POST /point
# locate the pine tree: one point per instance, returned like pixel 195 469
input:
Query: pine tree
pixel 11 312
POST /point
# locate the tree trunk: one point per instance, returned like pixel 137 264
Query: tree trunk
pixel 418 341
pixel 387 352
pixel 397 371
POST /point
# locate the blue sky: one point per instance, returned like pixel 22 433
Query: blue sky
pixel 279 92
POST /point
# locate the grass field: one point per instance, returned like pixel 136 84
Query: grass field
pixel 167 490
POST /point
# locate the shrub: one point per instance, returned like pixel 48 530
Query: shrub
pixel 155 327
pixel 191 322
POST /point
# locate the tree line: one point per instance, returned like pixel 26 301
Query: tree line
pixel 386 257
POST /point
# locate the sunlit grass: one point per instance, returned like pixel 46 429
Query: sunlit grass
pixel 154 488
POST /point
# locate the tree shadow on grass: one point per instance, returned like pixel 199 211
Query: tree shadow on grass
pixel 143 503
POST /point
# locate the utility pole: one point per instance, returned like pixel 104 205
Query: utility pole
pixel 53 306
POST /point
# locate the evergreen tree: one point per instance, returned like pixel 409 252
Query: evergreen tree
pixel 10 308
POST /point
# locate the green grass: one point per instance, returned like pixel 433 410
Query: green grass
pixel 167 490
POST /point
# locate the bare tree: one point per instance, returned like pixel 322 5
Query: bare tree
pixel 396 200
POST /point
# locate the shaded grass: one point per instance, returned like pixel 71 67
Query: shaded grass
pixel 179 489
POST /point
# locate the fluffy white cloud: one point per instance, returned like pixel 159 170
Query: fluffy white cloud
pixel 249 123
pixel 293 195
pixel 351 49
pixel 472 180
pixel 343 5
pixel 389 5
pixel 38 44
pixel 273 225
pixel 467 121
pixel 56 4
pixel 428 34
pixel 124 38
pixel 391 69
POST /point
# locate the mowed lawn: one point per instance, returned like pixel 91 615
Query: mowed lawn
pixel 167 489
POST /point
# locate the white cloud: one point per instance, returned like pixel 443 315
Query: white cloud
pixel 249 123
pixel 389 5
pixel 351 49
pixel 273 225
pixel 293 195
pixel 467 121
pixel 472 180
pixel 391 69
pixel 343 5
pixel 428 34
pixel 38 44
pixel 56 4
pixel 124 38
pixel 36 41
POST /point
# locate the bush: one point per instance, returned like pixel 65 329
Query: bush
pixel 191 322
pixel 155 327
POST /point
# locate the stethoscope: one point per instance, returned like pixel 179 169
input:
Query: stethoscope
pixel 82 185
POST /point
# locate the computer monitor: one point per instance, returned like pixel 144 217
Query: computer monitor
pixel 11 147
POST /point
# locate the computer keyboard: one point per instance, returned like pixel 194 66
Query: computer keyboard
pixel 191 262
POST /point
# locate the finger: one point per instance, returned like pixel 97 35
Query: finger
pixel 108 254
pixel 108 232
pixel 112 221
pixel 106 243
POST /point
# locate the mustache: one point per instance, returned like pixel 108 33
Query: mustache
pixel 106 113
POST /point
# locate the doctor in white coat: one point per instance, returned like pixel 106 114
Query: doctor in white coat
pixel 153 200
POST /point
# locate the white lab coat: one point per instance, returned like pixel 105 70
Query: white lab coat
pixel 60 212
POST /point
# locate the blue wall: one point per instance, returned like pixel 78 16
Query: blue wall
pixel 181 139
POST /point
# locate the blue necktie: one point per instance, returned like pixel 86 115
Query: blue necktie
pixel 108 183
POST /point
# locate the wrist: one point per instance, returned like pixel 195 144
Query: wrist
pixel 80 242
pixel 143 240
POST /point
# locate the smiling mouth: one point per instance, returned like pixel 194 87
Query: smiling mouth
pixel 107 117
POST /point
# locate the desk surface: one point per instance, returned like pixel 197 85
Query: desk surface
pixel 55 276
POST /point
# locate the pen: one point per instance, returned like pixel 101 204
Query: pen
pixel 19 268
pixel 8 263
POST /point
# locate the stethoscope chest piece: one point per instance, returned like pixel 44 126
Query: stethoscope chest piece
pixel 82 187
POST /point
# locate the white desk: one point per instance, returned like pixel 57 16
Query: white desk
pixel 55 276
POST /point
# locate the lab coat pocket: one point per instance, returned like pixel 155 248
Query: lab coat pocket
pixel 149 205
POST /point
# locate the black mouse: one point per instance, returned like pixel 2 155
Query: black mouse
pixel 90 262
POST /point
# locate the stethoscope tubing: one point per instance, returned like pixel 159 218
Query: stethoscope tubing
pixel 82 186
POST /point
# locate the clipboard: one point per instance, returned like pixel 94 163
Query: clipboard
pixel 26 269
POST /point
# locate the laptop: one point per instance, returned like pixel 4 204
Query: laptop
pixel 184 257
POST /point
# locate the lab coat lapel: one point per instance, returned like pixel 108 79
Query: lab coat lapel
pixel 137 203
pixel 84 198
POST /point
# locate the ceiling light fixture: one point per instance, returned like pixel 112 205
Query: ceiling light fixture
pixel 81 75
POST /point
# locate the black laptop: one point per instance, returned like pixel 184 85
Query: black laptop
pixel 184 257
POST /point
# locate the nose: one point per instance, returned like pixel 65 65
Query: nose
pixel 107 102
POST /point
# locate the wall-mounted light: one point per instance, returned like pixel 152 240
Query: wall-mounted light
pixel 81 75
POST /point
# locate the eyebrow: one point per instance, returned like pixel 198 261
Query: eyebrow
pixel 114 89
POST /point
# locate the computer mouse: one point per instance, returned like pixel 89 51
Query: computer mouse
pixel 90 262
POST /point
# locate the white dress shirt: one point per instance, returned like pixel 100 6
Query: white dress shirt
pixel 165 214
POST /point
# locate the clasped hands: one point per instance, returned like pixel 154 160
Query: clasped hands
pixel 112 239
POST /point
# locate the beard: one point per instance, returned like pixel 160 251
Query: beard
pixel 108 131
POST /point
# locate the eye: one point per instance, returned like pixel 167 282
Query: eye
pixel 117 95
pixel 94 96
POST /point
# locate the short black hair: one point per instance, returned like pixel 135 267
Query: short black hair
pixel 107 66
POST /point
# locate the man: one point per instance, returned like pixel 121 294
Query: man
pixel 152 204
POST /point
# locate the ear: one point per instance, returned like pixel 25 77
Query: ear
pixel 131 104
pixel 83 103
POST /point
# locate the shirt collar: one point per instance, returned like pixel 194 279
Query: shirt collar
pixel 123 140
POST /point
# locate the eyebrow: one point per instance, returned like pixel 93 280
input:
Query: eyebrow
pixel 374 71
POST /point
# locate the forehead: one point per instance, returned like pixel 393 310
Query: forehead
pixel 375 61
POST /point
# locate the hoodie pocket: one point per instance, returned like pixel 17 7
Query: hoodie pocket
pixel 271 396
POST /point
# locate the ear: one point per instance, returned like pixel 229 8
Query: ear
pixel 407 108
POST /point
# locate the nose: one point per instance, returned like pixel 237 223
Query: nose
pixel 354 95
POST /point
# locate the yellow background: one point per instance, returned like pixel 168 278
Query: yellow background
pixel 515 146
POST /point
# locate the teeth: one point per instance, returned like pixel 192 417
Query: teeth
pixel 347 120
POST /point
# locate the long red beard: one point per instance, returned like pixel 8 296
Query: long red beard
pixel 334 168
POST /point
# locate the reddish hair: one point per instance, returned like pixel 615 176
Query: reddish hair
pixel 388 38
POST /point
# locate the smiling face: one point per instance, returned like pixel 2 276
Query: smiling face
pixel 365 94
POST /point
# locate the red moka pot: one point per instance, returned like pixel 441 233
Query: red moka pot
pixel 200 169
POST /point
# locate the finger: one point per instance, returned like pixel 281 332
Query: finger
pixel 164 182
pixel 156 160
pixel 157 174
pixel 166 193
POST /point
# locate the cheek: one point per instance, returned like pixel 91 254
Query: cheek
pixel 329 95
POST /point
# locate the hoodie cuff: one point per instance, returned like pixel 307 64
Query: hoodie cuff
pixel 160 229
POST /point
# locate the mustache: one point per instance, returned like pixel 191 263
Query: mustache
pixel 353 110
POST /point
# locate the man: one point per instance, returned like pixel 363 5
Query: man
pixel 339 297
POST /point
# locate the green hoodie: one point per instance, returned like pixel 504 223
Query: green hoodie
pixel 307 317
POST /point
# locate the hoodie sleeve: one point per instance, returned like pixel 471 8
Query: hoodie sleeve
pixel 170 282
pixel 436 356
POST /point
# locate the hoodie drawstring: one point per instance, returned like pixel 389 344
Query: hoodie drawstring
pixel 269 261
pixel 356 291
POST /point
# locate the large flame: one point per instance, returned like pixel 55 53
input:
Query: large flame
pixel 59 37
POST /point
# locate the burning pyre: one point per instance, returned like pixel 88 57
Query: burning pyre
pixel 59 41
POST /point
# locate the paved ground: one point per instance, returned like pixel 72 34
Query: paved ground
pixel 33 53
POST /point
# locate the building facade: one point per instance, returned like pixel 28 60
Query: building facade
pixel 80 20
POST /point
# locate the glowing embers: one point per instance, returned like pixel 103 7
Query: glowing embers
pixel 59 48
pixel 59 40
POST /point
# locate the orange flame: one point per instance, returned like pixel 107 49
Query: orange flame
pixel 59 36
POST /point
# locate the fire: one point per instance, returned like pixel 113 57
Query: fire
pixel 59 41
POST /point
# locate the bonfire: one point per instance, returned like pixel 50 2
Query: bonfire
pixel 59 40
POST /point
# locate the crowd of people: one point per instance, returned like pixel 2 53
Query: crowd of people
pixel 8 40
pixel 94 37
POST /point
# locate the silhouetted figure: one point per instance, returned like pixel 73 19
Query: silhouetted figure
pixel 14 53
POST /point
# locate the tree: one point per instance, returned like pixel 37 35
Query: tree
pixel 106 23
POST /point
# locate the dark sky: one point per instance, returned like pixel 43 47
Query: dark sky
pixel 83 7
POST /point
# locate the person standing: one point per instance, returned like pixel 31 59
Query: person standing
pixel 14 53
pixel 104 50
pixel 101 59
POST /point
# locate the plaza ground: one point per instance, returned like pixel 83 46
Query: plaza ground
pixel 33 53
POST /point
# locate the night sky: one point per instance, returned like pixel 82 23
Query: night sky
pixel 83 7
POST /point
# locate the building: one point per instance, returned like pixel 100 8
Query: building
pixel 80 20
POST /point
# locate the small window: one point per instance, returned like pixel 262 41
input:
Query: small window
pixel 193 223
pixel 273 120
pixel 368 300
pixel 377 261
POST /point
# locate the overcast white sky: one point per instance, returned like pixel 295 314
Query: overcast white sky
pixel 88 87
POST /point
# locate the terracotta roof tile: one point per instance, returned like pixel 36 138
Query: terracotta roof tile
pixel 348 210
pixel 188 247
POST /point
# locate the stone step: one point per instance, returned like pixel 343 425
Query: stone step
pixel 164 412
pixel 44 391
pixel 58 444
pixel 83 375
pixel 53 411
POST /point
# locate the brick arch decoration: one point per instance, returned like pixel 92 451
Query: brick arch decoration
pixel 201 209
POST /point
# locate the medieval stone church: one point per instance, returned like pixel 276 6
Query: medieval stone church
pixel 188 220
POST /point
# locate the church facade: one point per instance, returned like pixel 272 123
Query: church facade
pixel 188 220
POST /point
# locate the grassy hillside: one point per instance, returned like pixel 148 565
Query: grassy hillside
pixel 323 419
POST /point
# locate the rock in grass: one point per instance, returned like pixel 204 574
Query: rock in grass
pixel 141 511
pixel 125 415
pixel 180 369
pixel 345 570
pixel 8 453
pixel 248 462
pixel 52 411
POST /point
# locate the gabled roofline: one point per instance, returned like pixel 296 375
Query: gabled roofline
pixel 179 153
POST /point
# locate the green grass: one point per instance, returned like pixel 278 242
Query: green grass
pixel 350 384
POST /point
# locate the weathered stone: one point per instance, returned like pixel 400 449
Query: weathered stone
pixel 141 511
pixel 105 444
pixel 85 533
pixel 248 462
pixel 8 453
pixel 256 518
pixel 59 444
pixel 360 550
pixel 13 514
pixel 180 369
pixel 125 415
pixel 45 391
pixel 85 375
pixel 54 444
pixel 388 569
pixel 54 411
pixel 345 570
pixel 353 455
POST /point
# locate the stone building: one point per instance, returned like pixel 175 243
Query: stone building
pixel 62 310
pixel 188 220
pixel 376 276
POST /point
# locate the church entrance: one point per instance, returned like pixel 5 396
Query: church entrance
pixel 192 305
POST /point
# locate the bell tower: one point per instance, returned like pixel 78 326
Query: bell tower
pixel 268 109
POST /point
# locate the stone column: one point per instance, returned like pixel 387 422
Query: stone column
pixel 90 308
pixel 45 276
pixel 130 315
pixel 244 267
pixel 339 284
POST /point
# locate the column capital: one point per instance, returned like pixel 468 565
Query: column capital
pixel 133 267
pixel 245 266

> **Problem to solve**: From the data above, return every line from the line that has "# locate the fire: one" up to and including the line that has "# locate the crowd", exactly.

> **Output**:
# locate the fire: one point per instance, returned like pixel 113 57
Query: fire
pixel 59 41
POST /point
# locate the bonfire: one point per instance, returned like pixel 50 2
Query: bonfire
pixel 59 40
POST /point
# locate the crowd of people: one point per instance, returned like pixel 2 53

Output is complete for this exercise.